REQUIRED TASKS
[1] Copy word for word the part of the text on the Embassy of Georgia in Washington that begins with the words containing "The current ambassador" and ends with "Georgia and Florida.".
[2] Pick up the text on the Embassy of Georgia in Washington where it stops and continue it.

TEXT FOR ANALYSIS
◇ ◇ ◇

Diplomatic mission of the Republic of Georgia to the United States

The Embassy of Georgia in Washington, D.C., is the diplomatic mission of the Republic of Georgia to the United States. It is located at 1824 R Street, Northwest, Washington, D.C. The embassy was founded in 1993 after the establishment of diplomatic relations between Georgia and the United States.

The current ambassador of Georgia to the United States is Tamar Taliashvili, appointed in 2025.

The embassy serves as a Consulate of Georgia in Washington, D.C., and serves the citizens of Georgia residing in the following US states: District of Columbia, Virginia, Maryland, North Carolina, South Carolina, Georgia and Florida.

Georgia has consulates-general located in New York City and in San Francisco.

◇ ◇ ◇

INPUT DATA
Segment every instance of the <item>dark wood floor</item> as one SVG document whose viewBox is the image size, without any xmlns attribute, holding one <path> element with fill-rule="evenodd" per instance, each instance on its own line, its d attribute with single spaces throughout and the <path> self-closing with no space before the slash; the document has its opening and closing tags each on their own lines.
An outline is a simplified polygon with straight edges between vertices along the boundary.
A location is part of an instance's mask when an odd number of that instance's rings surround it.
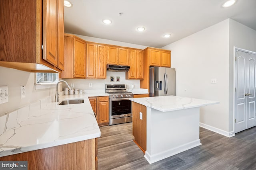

◇ ◇ ◇

YOUR WRITTEN ANSWERS
[1]
The current ambassador of Georgia to the United States is Tamar Taliashvili, appointed in 2025.

The embassy serves as a Consulate of Georgia in Washington, D.C., and serves the citizens of Georgia residing in the following US states: District of Columbia, Virginia, Maryland, North Carolina, South Carolina, Georgia and Florida.

[2]
==Bilateral Relations==
Since 1993, Georgia and United States have been engaged in diplomatic relations encompassing multiple sectors. In 2009, Georgia and United States advanced bilateral relations to a new level by signing a Strategic Partnership Agreement which deepens cooperation between the two states in multiple fields. The first meeting of the Strategic Partnership Commission, held on June 22, 2009, launched four bilateral working groups on priority areas identified in the Charter: democracy, defense and security, economic, trade and energy issues, and people-to-people and cultural exchanges. Senior-level Georgian and American policy-makers lead yearly meetings of each working group to review commitments, update activities, and establish future objectives. Annual plenary sessions of the commission are co-chaired by Prime-Minister of Georgia and the United States Secretary of State.

==List of Ambassadors of Georgia to the United States==
- Tamar Taliashvili (2025–Present)
- David Zalkaliani (2022–2024)
- David Bakradze (2016–2022)
- Archil Gegeshidze (2013–2016)
- Temur Yakobashvili (2010–2013)
- Batu Kutelia (2009–2010)
- Vasil Sikharulidze (2007–2009)
- Levan Mikeladze (2003–2007)
- Tedo Japaridze (1994–2003)
- Petre Chkheidze (1993–1994)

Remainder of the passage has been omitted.